Data section start
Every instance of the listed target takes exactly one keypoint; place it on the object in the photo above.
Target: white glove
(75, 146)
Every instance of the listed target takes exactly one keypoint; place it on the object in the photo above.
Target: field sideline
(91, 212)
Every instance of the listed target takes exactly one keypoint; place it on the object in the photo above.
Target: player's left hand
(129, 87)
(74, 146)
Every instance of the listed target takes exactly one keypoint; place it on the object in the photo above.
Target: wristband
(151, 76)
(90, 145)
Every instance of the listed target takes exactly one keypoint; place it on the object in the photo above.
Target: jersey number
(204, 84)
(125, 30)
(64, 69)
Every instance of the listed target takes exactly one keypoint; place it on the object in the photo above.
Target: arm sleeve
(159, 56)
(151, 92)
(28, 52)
Data section end
Exercise aim >> The full set of lines above should be retyped without a single change.

Solution for this problem >>
Every instance of the listed target takes exactly one keypoint; place it on the object in the photo above.
Target: white glove
(75, 146)
Every instance of the listed target takes exactly one keypoint; place it on the object in the photo above.
Target: field sideline
(91, 212)
Every instance of the listed target takes exactly one keypoint; place it on the object in the photo above.
Target: player's left hand
(129, 87)
(74, 146)
Every instance of the listed target takes exactly one keypoint; place it on the object in the photo above.
Target: wristband
(151, 76)
(90, 145)
Every instance of the listed target takes exactly one keypoint; place it on the object in the photo above.
Target: jersey number
(204, 84)
(125, 30)
(64, 69)
Every instance of the listed target takes exactly one keypoint; place it on the object in the photo above.
Target: arm sleeve
(159, 56)
(151, 92)
(28, 52)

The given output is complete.